*Aim*. Print the material below word for word, from its very start through the line containing "[74,268,115,328]", and leave out the pictures.

**** Stored data ****

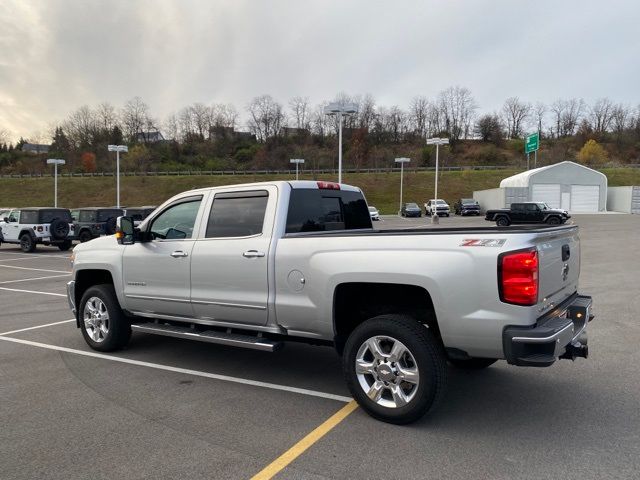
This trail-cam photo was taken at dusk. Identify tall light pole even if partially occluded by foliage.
[289,158,304,180]
[107,145,129,208]
[324,102,358,183]
[396,157,411,215]
[47,158,66,208]
[427,137,449,223]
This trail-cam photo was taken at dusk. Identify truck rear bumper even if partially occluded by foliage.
[502,295,593,367]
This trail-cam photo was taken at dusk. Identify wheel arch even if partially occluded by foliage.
[333,282,442,354]
[74,268,115,328]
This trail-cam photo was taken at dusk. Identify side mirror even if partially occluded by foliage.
[116,217,135,245]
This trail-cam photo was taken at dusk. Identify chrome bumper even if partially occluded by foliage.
[67,280,76,315]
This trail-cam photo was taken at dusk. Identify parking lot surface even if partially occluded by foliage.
[0,215,640,479]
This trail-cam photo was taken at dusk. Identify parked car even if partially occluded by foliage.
[424,199,451,217]
[71,207,123,243]
[123,205,156,224]
[484,202,571,227]
[453,198,480,216]
[400,202,422,217]
[0,207,74,253]
[67,181,592,423]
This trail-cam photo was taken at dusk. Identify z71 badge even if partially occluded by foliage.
[460,238,507,247]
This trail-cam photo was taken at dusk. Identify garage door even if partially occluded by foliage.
[631,187,640,213]
[531,183,560,208]
[571,185,600,212]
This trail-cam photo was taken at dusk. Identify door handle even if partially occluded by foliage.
[242,250,264,258]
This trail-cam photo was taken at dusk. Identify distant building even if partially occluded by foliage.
[136,130,164,143]
[22,143,51,155]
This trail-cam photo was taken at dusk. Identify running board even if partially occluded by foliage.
[131,322,282,352]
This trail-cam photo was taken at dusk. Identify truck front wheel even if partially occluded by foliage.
[343,314,447,424]
[78,284,131,352]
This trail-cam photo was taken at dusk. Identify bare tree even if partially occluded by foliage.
[95,102,118,132]
[590,98,615,133]
[438,86,477,142]
[289,96,310,129]
[247,95,285,142]
[121,97,149,141]
[502,97,531,138]
[409,96,429,137]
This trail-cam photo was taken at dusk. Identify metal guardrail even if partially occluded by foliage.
[0,163,640,178]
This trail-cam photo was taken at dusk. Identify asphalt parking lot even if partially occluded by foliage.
[0,215,640,479]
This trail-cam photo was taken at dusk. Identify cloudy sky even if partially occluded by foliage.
[0,0,640,138]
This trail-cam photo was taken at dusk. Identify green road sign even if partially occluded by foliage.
[524,132,540,153]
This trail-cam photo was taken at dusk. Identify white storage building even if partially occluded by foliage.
[473,162,607,213]
[607,185,640,214]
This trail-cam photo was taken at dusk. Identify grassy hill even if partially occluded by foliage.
[0,168,640,214]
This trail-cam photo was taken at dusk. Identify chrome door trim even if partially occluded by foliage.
[191,300,267,310]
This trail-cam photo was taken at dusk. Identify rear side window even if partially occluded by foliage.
[40,210,71,223]
[206,190,269,238]
[287,188,373,233]
[78,210,97,222]
[98,209,122,222]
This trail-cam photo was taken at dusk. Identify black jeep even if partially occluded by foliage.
[71,207,124,242]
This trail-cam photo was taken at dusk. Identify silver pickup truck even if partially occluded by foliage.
[68,181,592,423]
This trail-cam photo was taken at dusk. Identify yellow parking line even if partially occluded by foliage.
[251,400,358,480]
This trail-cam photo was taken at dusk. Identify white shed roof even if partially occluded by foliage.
[500,160,604,188]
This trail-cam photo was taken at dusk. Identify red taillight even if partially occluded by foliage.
[498,250,538,305]
[318,182,340,190]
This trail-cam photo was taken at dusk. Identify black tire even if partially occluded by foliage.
[78,284,131,352]
[449,357,498,370]
[58,240,71,252]
[104,217,116,235]
[20,233,36,253]
[343,314,447,425]
[496,217,510,227]
[78,230,93,243]
[49,218,69,240]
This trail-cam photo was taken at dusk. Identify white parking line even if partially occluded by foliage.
[0,318,76,336]
[0,273,71,285]
[0,287,66,297]
[0,336,353,403]
[0,265,71,273]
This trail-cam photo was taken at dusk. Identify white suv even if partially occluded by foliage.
[0,207,73,253]
[424,198,451,217]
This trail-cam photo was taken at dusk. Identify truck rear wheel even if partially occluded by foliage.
[78,284,131,352]
[343,314,447,424]
[449,358,498,370]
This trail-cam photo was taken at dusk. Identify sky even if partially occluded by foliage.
[0,0,640,139]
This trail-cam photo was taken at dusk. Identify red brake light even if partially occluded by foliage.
[318,182,340,190]
[498,249,538,305]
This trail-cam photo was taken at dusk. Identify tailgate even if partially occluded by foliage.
[535,227,580,305]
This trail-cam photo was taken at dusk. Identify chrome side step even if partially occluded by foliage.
[131,322,282,352]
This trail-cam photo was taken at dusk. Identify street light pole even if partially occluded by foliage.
[395,158,411,215]
[289,158,304,180]
[324,102,358,183]
[47,158,66,208]
[427,137,449,223]
[107,145,129,208]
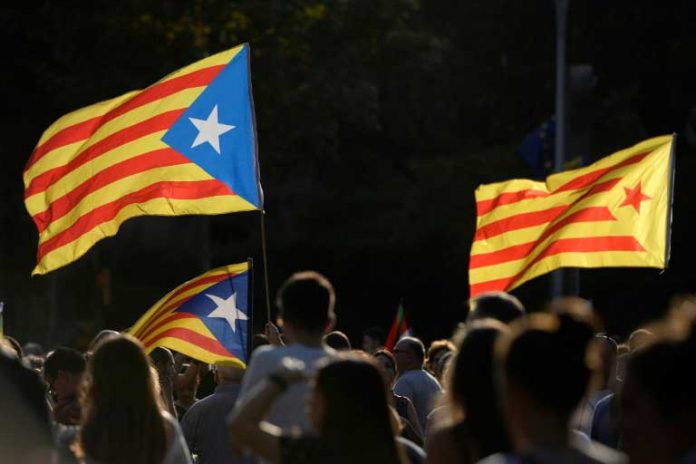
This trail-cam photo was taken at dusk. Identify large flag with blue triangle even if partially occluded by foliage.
[24,44,263,274]
[129,263,251,368]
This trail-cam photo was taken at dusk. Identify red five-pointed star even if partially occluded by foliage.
[619,181,651,214]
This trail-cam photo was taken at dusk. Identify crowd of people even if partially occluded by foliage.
[0,272,696,464]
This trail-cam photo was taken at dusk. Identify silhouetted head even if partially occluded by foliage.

****

*Written reply*.
This trail-cam photo was taken at dusk. Identify tall light pole even if partially occluded by foliage.
[289,158,304,180]
[107,145,129,208]
[324,102,358,183]
[396,157,411,215]
[47,158,66,208]
[427,137,449,223]
This trail-cam photo was taken at dusk. Identify truck rear bumper even if partially occluded by foliage.
[502,295,593,367]
This trail-cam photo was taken at dusk. Identify wheel arch even if partially occluded by foliage.
[333,282,442,354]
[74,268,115,328]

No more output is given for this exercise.